>> Start Extract

Deriving Show and Read

typedListShowsPrecC Source #

Arguments

:: forall c f xs. All c xs 
=> String

Override cons symbol

-> (forall x. c x => Int -> f x -> ShowS)

How to show a single element

-> Int 
-> TypedList f xs 
-> ShowS 

Generic show function for a TypedList.

typedListShowsPrec Source #

Arguments

:: forall f xs. (forall x. Int -> f x -> ShowS)

How to show a single element

-> Int 
-> TypedList f xs 
-> ShowS 

Generic show function for a TypedList.

typedListReadPrec Source #

Arguments

:: forall c f xs g. All c xs 
=> String

Override cons symbol

-> (forall x. c x => ReadPrec (f x))

How to read a single element

-> TypedList g xs

Enforce the type structure of the result

-> ReadPrec (TypedList f xs) 

Generic read function for a TypedList. Requires a "template" to enforce the structure of the type list.

withTypedListReadPrec Source #

Arguments

:: forall f (r :: Type). (forall (z :: Type). (forall x. f x -> z) -> ReadPrec z)

How to read a single element

-> (forall xs. TypedList f xs -> r)

Consume the result

-> ReadPrec r 

Generic read function for a TypedList of unknown length.

>> End Extract
>> Start Data supplied

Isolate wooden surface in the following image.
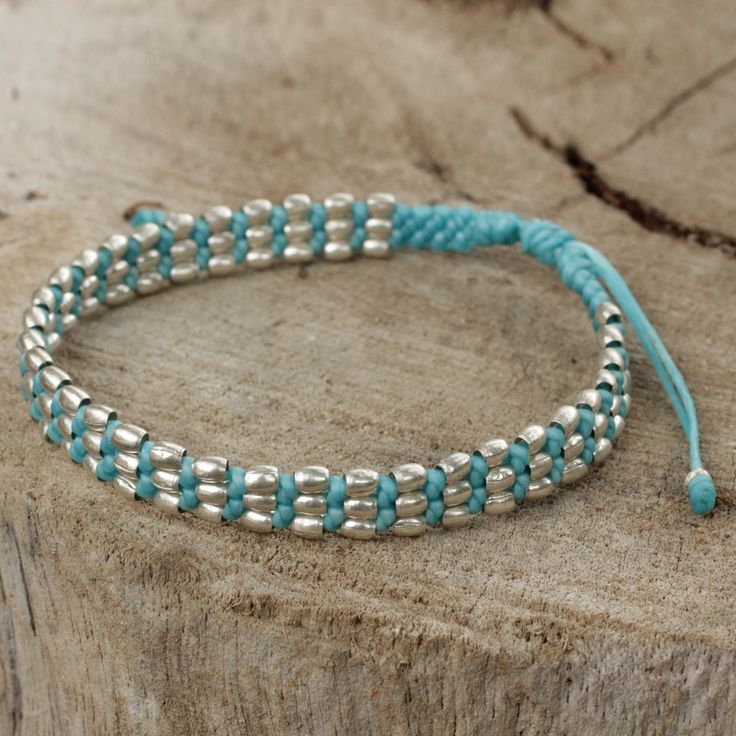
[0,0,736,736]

>> End Data supplied
>> Start Data supplied

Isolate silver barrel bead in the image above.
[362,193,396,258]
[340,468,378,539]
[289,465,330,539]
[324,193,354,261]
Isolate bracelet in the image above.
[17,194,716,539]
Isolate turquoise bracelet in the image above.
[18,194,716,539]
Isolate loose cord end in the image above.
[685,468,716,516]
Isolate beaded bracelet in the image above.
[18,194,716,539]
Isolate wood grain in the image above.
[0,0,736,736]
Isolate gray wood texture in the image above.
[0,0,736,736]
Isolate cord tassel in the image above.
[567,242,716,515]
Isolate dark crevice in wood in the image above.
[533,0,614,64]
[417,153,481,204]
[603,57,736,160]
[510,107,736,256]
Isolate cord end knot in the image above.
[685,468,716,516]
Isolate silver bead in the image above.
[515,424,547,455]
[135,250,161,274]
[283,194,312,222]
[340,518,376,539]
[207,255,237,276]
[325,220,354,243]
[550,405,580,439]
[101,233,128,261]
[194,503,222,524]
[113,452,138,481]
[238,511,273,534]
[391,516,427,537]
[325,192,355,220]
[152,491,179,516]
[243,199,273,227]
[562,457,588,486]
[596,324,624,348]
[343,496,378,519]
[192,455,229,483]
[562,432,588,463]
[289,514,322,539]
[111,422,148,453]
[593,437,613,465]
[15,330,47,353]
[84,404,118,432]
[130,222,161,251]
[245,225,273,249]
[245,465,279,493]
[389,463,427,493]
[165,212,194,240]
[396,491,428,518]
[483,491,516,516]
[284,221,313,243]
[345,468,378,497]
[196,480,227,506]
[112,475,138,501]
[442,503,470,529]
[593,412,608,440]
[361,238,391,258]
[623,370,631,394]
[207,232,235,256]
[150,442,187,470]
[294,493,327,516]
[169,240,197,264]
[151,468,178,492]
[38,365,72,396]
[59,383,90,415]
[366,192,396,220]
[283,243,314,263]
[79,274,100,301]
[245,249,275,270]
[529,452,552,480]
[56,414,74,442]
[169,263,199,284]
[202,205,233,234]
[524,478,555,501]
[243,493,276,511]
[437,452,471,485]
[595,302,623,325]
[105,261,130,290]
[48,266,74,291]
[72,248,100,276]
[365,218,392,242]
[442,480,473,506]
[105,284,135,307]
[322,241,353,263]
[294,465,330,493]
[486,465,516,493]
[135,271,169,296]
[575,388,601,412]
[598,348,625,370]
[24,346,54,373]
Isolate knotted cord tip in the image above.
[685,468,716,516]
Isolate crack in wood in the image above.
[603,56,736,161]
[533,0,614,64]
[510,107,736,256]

>> End Data supplied

- Tasks:
**1)** In the documentation on deriving Show and Read, why does typedListReadPrec take an argument of type TypedList g xs?
**2)** Express the stretch of the records from the line containing "Isolate beaded bracelet in the image above." through the line containing "[567,242,716,515]" as a JSON list of strings, with one string per line and blank lines omitted.

- Exercise responses:
**1)** The argument serves as a "template" that enforces the type structure of the result. The documentation states that the generic read function requires this template to enforce the structure of the type list.

**2)**
[
  "Isolate beaded bracelet in the image above.",
  "[18,194,716,539]",
  "Isolate wood grain in the image above.",
  "[0,0,736,736]",
  "Isolate gray wood texture in the image above.",
  "[0,0,736,736]",
  "Isolate cord tassel in the image above.",
  "[567,242,716,515]"
]